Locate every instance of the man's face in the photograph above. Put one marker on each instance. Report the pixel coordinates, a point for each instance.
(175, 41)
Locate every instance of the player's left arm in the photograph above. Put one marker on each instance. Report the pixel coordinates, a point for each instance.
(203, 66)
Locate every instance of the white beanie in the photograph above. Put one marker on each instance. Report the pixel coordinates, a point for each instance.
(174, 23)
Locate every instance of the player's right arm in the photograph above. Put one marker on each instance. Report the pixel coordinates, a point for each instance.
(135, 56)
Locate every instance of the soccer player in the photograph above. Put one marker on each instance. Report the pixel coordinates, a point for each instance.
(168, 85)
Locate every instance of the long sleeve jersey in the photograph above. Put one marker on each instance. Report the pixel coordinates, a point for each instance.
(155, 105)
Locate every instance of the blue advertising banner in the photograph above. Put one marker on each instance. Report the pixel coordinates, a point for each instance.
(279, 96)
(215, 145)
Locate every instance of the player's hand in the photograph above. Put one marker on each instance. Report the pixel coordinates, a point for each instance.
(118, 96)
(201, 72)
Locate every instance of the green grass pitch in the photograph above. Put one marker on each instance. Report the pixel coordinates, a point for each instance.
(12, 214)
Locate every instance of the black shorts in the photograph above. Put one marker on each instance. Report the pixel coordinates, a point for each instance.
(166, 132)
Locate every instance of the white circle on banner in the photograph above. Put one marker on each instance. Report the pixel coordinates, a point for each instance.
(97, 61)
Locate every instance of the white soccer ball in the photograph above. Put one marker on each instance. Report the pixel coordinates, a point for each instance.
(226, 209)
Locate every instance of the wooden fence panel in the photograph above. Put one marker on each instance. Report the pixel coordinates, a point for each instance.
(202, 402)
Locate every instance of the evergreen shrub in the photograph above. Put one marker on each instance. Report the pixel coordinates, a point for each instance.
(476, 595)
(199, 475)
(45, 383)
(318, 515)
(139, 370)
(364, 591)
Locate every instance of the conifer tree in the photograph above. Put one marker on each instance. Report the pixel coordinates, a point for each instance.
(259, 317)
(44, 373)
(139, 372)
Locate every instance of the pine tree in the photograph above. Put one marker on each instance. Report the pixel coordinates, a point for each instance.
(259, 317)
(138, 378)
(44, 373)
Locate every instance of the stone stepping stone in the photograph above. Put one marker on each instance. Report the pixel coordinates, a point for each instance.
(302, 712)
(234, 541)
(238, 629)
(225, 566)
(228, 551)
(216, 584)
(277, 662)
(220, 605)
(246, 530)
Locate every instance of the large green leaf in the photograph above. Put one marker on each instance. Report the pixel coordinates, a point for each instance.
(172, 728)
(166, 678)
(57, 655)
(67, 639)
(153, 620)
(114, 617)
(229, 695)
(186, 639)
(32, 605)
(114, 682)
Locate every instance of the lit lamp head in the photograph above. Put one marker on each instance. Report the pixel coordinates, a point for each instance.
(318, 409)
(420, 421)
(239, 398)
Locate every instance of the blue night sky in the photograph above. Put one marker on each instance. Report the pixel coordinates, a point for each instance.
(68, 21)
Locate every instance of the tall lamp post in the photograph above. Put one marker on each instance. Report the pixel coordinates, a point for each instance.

——

Give back all the material, with each line exactly as it stands.

■ **WRITTEN RESPONSE**:
Locate every instance of the man's face in the photograph above. Put one marker on each instance. Report the pixel coordinates, a point for each instance.
(175, 41)
Locate every instance of the player's left arm in the photograph above. Put one marker on each instance. Report the pixel coordinates, a point for each instance.
(203, 66)
Locate every instance of the white beanie in the photograph above. Put one marker on each instance. Report the pixel coordinates, a point for each instance.
(174, 23)
Locate every instance of the player's right arm in the photograph above. Put one marker on each instance. Report the pixel coordinates, a point for each instance.
(135, 56)
Locate every instance of the soccer player in the photograph above. Put one marker on each instance. Report the pixel coordinates, a point for each instance.
(168, 85)
Locate every instance of the long sleeve jersey in the photograph above. Put one marker on each instance. Report the pixel coordinates, a point for each instance.
(155, 105)
Locate every instance of the blue advertising banner in the photograph above. Put one marker on each instance. Report the pixel coordinates, a point for each instance.
(279, 96)
(215, 145)
Locate every instance of the player's hand in the photograph above. Put one marker on each instance. Report the pixel coordinates, a point for each instance.
(118, 96)
(201, 72)
Locate every instance of the green grass pitch in the photograph above. Put one marker on each instance. Report the pixel coordinates, a point for each instance.
(12, 214)
Locate every instance of the black shorts in the photograph above. Put one marker on each instance. Report the pixel coordinates, a point for each instance.
(166, 132)
Locate every instance of the white circle on banner in the photograph above. Put one marker on each instance. Report the pixel coordinates, a point for each instance.
(97, 61)
Locate every instance of the white soccer ball in the photograph above. Put one marker on each instance. Report the pixel coordinates, a point for each instance.
(226, 209)
Locate every instance of the wooden fence panel in the photograph above. Put one marker on each instance. Report the pixel coordinates, a point for each instance.
(202, 402)
Locate every instance of the evergreen shrub in the photograph above. Put one marker on each instance. Report the pixel coordinates, a point for each instance.
(476, 595)
(199, 475)
(45, 383)
(318, 515)
(139, 370)
(364, 591)
Locate every instance of the conifer tree in the photograph above. Put one marker on each instance. Report the pixel coordinates, a point for each instance.
(259, 317)
(44, 373)
(139, 372)
Locate every instance of the pine tree in the photograph above. Put one marker on each instance. Report the pixel coordinates, a point for each instance.
(259, 317)
(138, 378)
(44, 373)
Locate every instance of the stone stepping stone in the photograph above. Put one marker on each instance. Report the pixel coordinates, a point for each instance.
(302, 712)
(234, 541)
(238, 629)
(225, 566)
(228, 551)
(216, 584)
(277, 662)
(220, 605)
(246, 530)
Locate every instance of the large green leaf in the photograph above. Put one marker on each instance. Report the pixel coordinates, a point for each instance.
(172, 728)
(166, 678)
(57, 655)
(67, 639)
(153, 620)
(114, 617)
(229, 695)
(186, 639)
(32, 605)
(114, 682)
Locate every instance of the lit lamp head in the photograph above. Put one marker on each instance. Report the pixel coordinates, a point for each instance.
(318, 409)
(420, 421)
(239, 398)
Locate every instance of the blue night sky in the photograph above. Put one marker on each instance. Report the pixel coordinates, a point for each instance.
(68, 21)
Locate every instance of the tall lamp post in the photograph above. Put one marker on each instance. Report the pixel coordinates, a point for each instance.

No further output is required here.